Dataset rows showing where objects appear
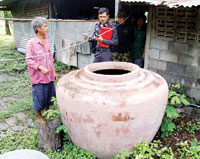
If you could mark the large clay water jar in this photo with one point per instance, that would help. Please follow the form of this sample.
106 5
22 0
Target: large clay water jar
111 106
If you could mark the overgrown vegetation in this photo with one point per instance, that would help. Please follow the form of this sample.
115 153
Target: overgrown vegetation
176 96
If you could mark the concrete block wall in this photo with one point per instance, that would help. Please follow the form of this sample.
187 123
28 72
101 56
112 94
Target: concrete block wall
73 31
177 63
64 30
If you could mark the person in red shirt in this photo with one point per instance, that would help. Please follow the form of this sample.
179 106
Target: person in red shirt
105 36
40 66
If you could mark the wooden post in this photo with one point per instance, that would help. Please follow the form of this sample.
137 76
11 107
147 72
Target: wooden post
47 136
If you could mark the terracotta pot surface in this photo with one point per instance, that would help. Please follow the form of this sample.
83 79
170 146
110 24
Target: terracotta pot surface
107 114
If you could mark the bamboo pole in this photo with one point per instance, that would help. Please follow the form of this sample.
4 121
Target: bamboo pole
50 20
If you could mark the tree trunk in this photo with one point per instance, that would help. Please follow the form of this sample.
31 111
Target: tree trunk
7 27
47 136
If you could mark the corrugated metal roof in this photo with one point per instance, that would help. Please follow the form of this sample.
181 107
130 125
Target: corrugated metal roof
170 3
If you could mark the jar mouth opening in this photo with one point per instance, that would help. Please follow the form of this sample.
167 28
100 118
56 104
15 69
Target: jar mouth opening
111 71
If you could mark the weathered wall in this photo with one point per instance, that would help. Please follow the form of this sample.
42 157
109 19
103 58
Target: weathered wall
72 31
176 62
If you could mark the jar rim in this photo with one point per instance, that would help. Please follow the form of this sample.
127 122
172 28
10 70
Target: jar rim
90 69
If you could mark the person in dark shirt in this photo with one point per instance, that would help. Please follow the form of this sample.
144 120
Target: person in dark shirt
103 48
138 46
121 52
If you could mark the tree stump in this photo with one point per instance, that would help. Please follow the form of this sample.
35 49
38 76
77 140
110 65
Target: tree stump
47 136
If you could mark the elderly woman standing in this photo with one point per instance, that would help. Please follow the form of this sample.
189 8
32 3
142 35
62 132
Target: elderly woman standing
40 66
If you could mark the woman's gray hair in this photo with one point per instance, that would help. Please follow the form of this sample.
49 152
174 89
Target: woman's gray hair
38 22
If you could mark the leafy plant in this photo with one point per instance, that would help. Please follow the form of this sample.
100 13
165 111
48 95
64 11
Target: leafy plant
176 96
148 151
189 149
62 128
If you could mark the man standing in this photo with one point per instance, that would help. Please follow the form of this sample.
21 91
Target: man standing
121 52
105 35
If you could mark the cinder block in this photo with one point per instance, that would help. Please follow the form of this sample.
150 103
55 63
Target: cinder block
194 51
185 59
167 56
177 78
156 64
176 68
195 93
193 71
159 44
154 54
178 48
195 62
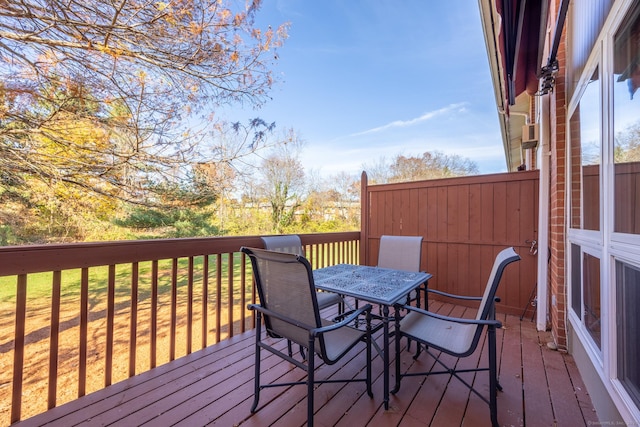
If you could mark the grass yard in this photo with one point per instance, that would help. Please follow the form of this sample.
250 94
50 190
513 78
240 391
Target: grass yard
38 321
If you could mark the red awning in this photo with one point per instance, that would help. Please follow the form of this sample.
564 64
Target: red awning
521 44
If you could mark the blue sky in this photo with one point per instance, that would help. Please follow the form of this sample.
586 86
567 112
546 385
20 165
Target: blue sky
361 80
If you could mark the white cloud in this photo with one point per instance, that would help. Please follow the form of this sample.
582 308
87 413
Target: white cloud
405 123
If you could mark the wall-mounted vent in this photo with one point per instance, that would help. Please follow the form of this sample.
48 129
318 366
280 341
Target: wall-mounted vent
530 136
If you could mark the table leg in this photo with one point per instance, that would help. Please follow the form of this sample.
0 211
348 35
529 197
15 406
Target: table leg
385 353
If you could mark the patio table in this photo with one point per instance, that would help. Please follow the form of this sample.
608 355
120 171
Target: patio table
383 286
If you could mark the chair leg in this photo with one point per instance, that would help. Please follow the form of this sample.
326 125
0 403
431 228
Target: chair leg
256 380
369 338
397 337
493 377
310 381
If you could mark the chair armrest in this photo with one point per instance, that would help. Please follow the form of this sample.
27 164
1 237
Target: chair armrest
462 297
353 316
312 330
495 323
266 311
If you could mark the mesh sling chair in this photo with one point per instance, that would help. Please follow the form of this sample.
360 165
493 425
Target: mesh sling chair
289 306
458 337
402 253
292 244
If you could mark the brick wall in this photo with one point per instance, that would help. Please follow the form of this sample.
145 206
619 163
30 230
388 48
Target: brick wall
557 220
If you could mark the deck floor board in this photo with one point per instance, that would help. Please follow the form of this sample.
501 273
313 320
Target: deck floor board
542 387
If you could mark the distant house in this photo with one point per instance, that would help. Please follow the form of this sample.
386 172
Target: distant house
566 76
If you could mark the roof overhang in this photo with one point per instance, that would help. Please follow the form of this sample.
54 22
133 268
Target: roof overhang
514 32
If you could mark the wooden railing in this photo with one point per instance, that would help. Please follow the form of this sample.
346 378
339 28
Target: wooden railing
78 317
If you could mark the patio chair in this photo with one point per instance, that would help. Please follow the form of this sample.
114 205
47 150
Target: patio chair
402 253
458 337
289 305
292 244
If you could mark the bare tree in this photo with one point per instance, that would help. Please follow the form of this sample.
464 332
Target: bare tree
283 181
118 97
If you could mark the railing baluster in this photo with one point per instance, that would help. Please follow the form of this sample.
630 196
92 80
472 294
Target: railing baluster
54 340
243 294
218 295
18 348
205 299
153 340
230 292
190 305
174 307
84 328
111 295
133 329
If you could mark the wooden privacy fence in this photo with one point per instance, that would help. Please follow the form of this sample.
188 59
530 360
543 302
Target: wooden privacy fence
78 317
464 222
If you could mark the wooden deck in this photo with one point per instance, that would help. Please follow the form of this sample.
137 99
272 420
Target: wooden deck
542 387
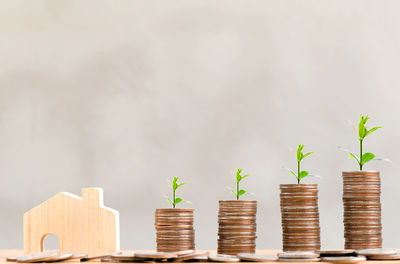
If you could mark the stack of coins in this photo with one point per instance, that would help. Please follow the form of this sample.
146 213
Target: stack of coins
300 217
237 227
362 210
174 228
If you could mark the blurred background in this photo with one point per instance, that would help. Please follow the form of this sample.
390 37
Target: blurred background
126 94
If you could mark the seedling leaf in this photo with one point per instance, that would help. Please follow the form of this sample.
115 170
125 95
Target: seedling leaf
239 178
300 156
175 186
367 157
363 132
303 174
372 130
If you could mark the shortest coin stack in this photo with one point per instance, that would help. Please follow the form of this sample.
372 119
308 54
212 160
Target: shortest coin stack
237 227
174 229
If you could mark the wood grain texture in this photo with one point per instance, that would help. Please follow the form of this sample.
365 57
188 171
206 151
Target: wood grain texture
82 225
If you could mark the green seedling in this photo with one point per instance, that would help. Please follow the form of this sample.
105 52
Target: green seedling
239 192
300 156
175 185
363 132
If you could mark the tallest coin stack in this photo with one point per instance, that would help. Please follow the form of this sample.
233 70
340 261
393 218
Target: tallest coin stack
362 209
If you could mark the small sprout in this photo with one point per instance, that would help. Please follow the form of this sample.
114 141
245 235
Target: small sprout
175 200
363 132
300 156
239 192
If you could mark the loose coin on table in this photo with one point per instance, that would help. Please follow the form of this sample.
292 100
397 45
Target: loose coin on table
376 252
385 257
223 258
79 256
101 256
344 260
61 256
256 257
38 257
300 260
123 257
297 255
191 256
156 255
183 252
335 252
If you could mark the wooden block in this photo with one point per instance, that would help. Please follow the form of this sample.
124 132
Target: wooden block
82 225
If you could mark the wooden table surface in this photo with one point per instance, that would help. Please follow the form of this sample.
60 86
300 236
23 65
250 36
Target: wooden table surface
16 252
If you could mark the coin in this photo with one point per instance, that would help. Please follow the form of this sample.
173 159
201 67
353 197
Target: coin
100 256
79 256
37 257
223 258
123 257
60 256
174 229
376 252
237 227
297 254
155 255
362 210
256 257
299 217
299 260
344 260
190 256
385 257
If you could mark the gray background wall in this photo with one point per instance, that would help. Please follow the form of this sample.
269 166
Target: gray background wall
126 94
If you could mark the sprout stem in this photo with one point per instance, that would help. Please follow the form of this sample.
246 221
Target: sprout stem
360 154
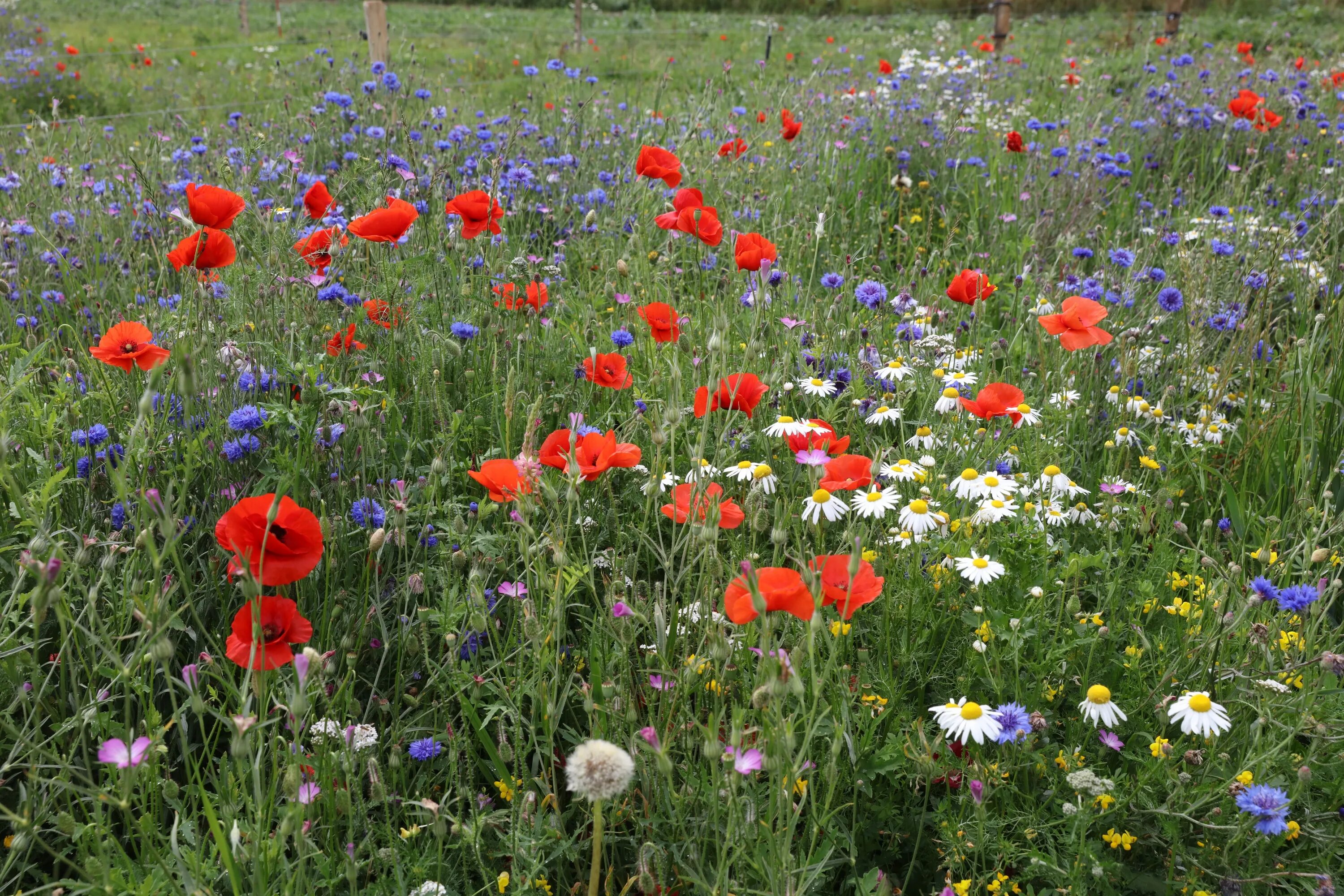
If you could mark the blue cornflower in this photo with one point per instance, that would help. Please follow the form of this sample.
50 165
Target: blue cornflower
1269 805
425 749
248 418
367 512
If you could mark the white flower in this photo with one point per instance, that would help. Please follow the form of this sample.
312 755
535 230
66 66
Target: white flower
599 770
979 570
823 503
1198 714
1097 708
874 503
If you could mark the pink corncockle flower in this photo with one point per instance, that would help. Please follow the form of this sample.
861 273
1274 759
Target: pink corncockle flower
121 754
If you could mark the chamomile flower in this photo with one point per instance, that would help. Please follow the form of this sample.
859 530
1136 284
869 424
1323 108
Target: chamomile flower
918 516
979 570
1097 707
883 414
787 426
819 388
875 503
822 503
967 720
948 402
1198 714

▶ _What is expected_
Copy the material verbatim, starting at the line containing "If you could mark the pink" and ending at the last line of the material, with both ends included.

▶ _Exercise answer_
If you could mark the pink corncockle flower in this photo with one point per instance, that would help. Please follow the form of this sample.
861 273
1274 759
Target: pink corncockle flower
121 754
If you could mark the chamomile flower in this photo with one point per instance, that would help. Please follow the form of this sample.
859 530
1136 284
869 424
1323 108
Target: chamomile flower
918 516
979 570
1097 707
883 414
787 426
819 388
875 503
822 503
967 720
948 402
1198 714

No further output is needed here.